> Written exercise: Reproduce word for word the part of the records that starts with the line containing "tag the sunlit" and ends with the line containing "<point>389,262</point>", both lines included. Leave out any pictures.

> Exercise materials:
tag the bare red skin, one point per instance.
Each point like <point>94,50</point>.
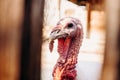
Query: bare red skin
<point>68,49</point>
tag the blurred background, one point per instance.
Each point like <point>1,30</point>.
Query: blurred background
<point>25,26</point>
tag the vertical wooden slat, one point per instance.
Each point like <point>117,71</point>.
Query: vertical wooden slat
<point>110,68</point>
<point>11,14</point>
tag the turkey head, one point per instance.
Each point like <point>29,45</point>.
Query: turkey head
<point>69,34</point>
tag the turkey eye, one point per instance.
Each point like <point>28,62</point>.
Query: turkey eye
<point>70,25</point>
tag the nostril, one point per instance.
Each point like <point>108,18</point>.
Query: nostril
<point>58,31</point>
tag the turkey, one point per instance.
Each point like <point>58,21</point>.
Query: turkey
<point>69,33</point>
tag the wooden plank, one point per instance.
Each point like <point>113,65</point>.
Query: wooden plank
<point>11,14</point>
<point>32,40</point>
<point>112,50</point>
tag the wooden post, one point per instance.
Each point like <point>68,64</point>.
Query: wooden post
<point>11,15</point>
<point>88,5</point>
<point>112,50</point>
<point>32,40</point>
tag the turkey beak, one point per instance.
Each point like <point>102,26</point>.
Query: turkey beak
<point>58,33</point>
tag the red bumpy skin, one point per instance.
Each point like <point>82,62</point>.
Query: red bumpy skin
<point>69,33</point>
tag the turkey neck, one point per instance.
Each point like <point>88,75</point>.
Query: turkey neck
<point>68,48</point>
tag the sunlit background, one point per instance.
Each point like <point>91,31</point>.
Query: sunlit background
<point>25,26</point>
<point>90,59</point>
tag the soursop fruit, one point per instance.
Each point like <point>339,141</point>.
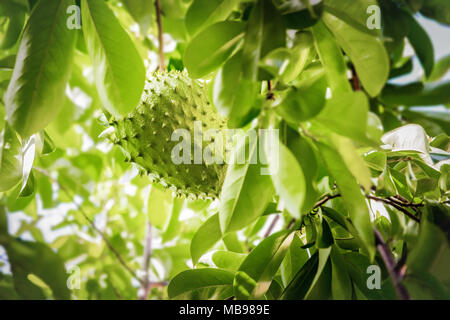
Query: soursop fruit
<point>171,101</point>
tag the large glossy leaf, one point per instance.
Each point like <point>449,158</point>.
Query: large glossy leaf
<point>233,95</point>
<point>366,51</point>
<point>300,284</point>
<point>159,207</point>
<point>332,59</point>
<point>265,31</point>
<point>205,238</point>
<point>341,284</point>
<point>440,69</point>
<point>354,13</point>
<point>212,47</point>
<point>36,90</point>
<point>203,13</point>
<point>10,159</point>
<point>306,157</point>
<point>119,70</point>
<point>416,94</point>
<point>294,260</point>
<point>143,12</point>
<point>347,115</point>
<point>432,251</point>
<point>202,284</point>
<point>257,271</point>
<point>288,178</point>
<point>352,195</point>
<point>228,260</point>
<point>38,259</point>
<point>422,44</point>
<point>245,191</point>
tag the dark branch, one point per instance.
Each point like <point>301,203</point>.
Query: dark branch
<point>389,262</point>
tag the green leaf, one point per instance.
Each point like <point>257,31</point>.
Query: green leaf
<point>416,94</point>
<point>305,154</point>
<point>422,45</point>
<point>353,160</point>
<point>10,159</point>
<point>352,195</point>
<point>261,265</point>
<point>295,258</point>
<point>347,115</point>
<point>202,284</point>
<point>203,13</point>
<point>15,13</point>
<point>233,95</point>
<point>159,207</point>
<point>324,254</point>
<point>205,238</point>
<point>36,90</point>
<point>353,13</point>
<point>438,10</point>
<point>432,250</point>
<point>209,49</point>
<point>265,32</point>
<point>36,258</point>
<point>142,11</point>
<point>367,53</point>
<point>245,191</point>
<point>357,265</point>
<point>341,284</point>
<point>440,69</point>
<point>45,191</point>
<point>287,177</point>
<point>3,223</point>
<point>174,225</point>
<point>332,59</point>
<point>305,101</point>
<point>228,260</point>
<point>119,81</point>
<point>299,286</point>
<point>304,18</point>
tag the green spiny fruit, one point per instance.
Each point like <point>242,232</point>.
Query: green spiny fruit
<point>170,101</point>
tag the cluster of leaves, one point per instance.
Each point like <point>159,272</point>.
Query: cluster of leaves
<point>362,179</point>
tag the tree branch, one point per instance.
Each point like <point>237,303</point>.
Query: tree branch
<point>395,205</point>
<point>160,36</point>
<point>145,288</point>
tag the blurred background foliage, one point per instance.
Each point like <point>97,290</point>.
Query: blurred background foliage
<point>79,221</point>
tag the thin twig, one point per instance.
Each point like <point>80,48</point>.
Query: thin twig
<point>388,260</point>
<point>395,205</point>
<point>96,229</point>
<point>272,225</point>
<point>325,200</point>
<point>270,95</point>
<point>160,36</point>
<point>355,80</point>
<point>145,288</point>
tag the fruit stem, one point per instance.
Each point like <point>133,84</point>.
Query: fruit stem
<point>160,36</point>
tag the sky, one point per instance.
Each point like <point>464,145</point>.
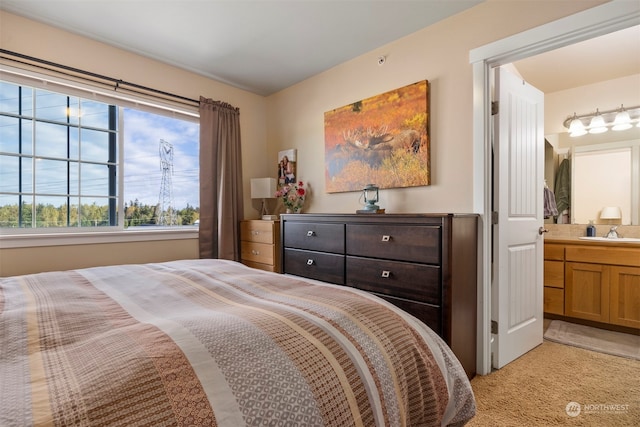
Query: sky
<point>142,164</point>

> Full response:
tag the sunlit background, one point per instance.
Each point like <point>91,31</point>.
Query: sunlit background
<point>25,26</point>
<point>90,59</point>
tag the soursop fruit, one point per instance.
Each point like <point>339,141</point>.
Query: soursop fruit
<point>171,101</point>
tag the large glossy leaf, one point per instance.
Each point like <point>449,158</point>.
Query: large glossy leaf
<point>233,95</point>
<point>366,51</point>
<point>300,284</point>
<point>159,207</point>
<point>332,59</point>
<point>265,31</point>
<point>205,238</point>
<point>341,284</point>
<point>440,69</point>
<point>354,13</point>
<point>212,47</point>
<point>36,90</point>
<point>203,13</point>
<point>10,159</point>
<point>306,157</point>
<point>119,70</point>
<point>416,94</point>
<point>294,260</point>
<point>143,12</point>
<point>347,115</point>
<point>432,251</point>
<point>202,284</point>
<point>257,271</point>
<point>288,178</point>
<point>352,195</point>
<point>228,260</point>
<point>38,259</point>
<point>422,44</point>
<point>245,191</point>
tag the dark branch, one point per instance.
Each point like <point>301,203</point>.
Query: dark branch
<point>389,262</point>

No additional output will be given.